#### Text section ####

Here’s a fun color theory game online. It’s an interactive game that tests your ability to match color based on hue, saturation, and colors schemes of complementary, analogous, triadic and tetradic. You move your mouse over a color wheel to match the prompted color or scheme, all the while being timed. At the end of the game you get a numerical score. I did a quick video tutorial to show you how it works.

The game can be found here.

Color method of action

Color — Method of Action, a game which tests your design sense based on hue, saturation, complementary, analogous, triadic, and tetradic color theory.

Stolen Art, Crisped?

Breaking news in the art world… and it makes me sick.

The two sources I’ve read about this on:

New York Times

Huffington Post

NPR

Apparently a slew of famous paintings were stolen from the Kunsthal Netherland museum…

The stolen paintings were: Pablo Picasso’s 1971 “Harlequin Head”; Claude Monet’s 1901 “Waterloo Bridge, London” and “Charing Cross Bridge, London”; Henri Matisse’s 1919 “Reading Girl in White and Yellow”; Paul Gauguin’s 1898 “Girl in Front of Open Window”; Meyer de Haan’s “Self-Portrait,” around 1890; and Lucian Freud’s 2002 work “Woman with Eyes Closed.”

…and now forensics scientists are analyzing ashes from a wood stove belonging to the main suspect’s mother.  They think she burned them.  If you’re like me, and the possibility make your stomach drop and heave in the most unpleasant of ways, you may need a moment or two to recouperate.  I’ll wait.

#### Input data ####

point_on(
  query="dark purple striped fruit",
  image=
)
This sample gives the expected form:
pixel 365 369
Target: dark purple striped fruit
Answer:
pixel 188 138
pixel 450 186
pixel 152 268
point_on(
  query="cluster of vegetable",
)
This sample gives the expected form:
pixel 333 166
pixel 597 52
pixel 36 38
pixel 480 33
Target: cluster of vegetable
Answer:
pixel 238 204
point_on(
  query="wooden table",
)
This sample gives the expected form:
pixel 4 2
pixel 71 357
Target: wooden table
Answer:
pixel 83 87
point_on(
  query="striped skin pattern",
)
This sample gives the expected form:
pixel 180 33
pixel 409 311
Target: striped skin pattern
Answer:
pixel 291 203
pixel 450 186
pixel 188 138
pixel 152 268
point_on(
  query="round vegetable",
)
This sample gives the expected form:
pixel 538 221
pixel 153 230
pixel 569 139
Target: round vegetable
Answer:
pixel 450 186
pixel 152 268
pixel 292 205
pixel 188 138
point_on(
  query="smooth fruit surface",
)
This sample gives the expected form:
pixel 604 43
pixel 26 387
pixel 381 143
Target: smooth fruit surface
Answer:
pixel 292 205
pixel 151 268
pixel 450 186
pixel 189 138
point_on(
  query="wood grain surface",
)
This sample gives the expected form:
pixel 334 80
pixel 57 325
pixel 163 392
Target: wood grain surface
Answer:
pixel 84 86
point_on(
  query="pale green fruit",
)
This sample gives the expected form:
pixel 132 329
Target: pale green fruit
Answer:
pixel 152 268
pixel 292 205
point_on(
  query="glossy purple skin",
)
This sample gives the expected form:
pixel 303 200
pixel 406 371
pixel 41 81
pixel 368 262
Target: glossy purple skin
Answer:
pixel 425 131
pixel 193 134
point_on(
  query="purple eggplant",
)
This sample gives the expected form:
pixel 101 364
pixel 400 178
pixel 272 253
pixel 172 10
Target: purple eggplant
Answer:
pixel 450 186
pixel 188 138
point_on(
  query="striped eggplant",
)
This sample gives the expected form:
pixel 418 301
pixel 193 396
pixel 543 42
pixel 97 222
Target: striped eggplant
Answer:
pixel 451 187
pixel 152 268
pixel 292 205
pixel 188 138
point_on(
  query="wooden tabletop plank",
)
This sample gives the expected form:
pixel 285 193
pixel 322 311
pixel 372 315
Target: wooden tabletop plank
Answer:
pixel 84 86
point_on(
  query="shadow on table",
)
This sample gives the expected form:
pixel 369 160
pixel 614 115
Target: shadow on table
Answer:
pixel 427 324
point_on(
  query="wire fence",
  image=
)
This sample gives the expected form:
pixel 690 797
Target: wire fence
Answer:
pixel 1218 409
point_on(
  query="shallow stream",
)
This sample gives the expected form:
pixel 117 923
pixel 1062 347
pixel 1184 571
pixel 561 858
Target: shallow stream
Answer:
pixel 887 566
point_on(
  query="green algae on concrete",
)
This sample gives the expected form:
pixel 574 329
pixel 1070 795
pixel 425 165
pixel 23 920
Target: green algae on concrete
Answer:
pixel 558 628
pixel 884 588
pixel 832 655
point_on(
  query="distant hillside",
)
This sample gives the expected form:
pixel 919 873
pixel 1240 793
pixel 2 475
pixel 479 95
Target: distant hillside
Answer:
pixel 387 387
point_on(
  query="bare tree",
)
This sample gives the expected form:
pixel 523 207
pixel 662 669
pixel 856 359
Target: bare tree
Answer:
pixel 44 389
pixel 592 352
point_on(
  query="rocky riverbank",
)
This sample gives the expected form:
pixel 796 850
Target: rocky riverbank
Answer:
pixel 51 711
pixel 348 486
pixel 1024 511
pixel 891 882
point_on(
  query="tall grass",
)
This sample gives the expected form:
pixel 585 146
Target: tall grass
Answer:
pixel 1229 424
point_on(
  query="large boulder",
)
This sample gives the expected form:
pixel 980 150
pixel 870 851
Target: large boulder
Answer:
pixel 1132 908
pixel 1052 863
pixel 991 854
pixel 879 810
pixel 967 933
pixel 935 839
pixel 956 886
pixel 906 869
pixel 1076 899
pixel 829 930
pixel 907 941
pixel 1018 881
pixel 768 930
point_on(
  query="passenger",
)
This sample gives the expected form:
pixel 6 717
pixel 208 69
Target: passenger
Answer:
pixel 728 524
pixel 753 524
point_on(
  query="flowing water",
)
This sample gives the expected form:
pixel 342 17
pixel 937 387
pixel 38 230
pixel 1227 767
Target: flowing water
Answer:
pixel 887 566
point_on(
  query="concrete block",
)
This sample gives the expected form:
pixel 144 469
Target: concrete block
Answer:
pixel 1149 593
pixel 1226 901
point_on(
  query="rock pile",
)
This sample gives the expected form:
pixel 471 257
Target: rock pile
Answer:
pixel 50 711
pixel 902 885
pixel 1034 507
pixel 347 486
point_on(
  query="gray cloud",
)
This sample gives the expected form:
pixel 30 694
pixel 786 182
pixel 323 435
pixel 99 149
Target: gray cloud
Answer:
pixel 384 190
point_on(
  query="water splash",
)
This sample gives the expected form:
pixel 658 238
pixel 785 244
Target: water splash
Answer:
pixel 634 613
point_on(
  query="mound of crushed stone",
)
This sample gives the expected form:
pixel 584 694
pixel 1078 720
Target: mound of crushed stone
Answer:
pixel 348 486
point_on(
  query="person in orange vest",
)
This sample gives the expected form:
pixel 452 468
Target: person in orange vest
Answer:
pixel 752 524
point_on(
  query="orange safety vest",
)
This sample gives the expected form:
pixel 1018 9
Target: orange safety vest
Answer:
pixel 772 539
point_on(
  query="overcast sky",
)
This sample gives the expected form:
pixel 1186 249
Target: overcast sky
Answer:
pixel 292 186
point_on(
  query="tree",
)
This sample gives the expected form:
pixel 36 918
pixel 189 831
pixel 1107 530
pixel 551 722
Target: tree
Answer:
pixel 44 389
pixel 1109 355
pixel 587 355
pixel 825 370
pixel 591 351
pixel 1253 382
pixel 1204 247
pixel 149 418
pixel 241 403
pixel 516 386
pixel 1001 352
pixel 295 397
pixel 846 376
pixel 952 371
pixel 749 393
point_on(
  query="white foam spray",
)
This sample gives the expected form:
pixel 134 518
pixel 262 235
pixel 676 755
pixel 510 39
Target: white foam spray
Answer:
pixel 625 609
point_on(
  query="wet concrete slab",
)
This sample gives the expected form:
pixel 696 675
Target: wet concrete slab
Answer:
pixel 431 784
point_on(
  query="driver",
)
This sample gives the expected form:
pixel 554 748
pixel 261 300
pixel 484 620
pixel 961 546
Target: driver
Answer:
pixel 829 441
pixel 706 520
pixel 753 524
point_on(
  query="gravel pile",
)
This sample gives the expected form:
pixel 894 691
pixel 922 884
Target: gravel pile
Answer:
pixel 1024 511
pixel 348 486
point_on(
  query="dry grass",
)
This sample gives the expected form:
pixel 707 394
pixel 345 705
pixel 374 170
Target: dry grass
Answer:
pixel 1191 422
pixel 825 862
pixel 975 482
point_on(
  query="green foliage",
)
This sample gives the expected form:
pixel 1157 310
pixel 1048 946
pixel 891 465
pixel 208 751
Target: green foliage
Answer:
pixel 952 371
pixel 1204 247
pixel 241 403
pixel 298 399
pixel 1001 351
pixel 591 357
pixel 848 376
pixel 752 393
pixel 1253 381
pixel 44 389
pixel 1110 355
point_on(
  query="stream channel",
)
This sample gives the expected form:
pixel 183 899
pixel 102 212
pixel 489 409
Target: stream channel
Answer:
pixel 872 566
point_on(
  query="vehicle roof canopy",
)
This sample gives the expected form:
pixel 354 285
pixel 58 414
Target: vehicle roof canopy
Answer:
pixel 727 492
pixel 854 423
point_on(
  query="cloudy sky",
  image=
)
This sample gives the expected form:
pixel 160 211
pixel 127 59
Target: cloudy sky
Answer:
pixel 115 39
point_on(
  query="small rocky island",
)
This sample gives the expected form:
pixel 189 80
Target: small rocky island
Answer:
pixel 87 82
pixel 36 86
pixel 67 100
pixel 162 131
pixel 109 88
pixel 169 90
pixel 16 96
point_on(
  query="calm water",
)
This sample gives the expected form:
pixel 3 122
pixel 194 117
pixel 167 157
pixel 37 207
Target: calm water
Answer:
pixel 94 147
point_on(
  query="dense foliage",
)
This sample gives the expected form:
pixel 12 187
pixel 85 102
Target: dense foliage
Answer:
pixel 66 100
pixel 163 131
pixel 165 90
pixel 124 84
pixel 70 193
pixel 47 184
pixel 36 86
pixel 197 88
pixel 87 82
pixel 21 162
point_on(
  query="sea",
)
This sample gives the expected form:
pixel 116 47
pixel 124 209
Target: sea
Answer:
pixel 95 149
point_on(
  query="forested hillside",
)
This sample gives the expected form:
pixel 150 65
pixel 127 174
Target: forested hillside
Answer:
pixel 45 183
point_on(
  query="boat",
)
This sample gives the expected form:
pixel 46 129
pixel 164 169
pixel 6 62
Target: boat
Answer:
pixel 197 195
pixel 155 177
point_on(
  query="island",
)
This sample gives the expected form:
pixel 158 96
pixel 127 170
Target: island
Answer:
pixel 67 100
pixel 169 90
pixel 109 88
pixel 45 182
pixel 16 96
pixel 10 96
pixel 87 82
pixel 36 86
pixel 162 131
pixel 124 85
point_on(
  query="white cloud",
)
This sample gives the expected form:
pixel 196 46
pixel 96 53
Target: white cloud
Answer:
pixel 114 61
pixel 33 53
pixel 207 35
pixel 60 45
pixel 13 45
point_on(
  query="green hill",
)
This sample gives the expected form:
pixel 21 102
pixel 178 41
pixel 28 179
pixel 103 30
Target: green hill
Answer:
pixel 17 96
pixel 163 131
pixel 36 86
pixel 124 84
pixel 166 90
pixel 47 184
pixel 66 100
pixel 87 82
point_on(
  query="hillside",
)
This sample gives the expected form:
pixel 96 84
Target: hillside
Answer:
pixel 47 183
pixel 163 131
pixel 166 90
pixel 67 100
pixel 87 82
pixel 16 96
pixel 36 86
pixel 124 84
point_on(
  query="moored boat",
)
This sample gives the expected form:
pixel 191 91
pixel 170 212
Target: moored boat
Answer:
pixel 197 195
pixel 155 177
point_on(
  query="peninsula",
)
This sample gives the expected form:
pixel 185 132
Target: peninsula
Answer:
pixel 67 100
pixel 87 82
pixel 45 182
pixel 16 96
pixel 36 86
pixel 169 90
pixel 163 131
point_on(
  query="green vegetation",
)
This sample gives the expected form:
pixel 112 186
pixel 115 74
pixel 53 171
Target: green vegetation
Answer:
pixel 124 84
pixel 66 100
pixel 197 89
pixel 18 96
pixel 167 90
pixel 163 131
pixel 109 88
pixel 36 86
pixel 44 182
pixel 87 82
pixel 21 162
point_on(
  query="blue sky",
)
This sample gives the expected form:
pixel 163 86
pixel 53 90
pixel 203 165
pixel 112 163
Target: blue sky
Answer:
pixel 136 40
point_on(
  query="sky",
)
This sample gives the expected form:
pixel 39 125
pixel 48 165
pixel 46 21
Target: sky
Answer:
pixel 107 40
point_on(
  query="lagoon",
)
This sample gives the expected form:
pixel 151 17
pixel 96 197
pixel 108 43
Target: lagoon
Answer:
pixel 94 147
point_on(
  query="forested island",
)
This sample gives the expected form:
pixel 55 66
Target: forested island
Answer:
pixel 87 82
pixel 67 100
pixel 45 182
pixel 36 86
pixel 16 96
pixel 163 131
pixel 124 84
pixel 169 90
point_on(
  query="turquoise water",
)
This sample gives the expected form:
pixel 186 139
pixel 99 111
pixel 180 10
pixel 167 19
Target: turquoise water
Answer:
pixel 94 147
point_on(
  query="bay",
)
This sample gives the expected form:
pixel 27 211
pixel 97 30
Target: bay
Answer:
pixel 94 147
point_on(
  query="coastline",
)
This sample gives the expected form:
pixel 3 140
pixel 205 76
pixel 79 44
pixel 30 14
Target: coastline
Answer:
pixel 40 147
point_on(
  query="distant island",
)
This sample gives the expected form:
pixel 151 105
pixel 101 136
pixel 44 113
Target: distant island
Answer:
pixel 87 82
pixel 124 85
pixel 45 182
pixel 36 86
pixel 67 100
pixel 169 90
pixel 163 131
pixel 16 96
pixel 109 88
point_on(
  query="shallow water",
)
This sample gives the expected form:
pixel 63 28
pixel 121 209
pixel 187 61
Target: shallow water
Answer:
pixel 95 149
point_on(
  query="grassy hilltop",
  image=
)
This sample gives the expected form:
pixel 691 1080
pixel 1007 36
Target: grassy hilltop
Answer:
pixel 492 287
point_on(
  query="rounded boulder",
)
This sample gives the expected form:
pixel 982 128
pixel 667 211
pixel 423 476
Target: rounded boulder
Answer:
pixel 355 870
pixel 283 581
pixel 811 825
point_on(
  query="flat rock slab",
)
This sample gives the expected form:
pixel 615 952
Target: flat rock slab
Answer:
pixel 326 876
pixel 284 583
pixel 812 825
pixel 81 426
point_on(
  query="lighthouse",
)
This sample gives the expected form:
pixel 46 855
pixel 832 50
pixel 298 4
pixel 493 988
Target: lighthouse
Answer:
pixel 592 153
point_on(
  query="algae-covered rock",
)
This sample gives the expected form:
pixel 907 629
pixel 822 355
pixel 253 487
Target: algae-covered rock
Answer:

####

__Tasks and exercises__
a. List the titles of all the paintings the blog excerpt reports as stolen from the museum.
b. Reproduce the blog excerpt between "New York Times" and "recouperate.  I’ll wait.", inclusive.

__Exercise responses__
a.
- Harlequin Head
- Waterloo Bridge, London
- Charing Cross Bridge, London
- Reading Girl in White and Yellow
- Girl in Front of Open Window
- Self-Portrait
- Woman with Eyes Closed

b.
New York Times

Huffington Post

NPR

Apparently a slew of famous paintings were stolen from the Kunsthal Netherland museum…

The stolen paintings were: Pablo Picasso’s 1971 “Harlequin Head”; Claude Monet’s 1901 “Waterloo Bridge, London” and “Charing Cross Bridge, London”; Henri Matisse’s 1919 “Reading Girl in White and Yellow”; Paul Gauguin’s 1898 “Girl in Front of Open Window”; Meyer de Haan’s “Self-Portrait,” around 1890; and Lucian Freud’s 2002 work “Woman with Eyes Closed.”

…and now forensics scientists are analyzing ashes from a wood stove belonging to the main suspect’s mother.  They think she burned them.  If you’re like me, and the possibility make your stomach drop and heave in the most unpleasant of ways, you may need a moment or two to recouperate.  I’ll wait.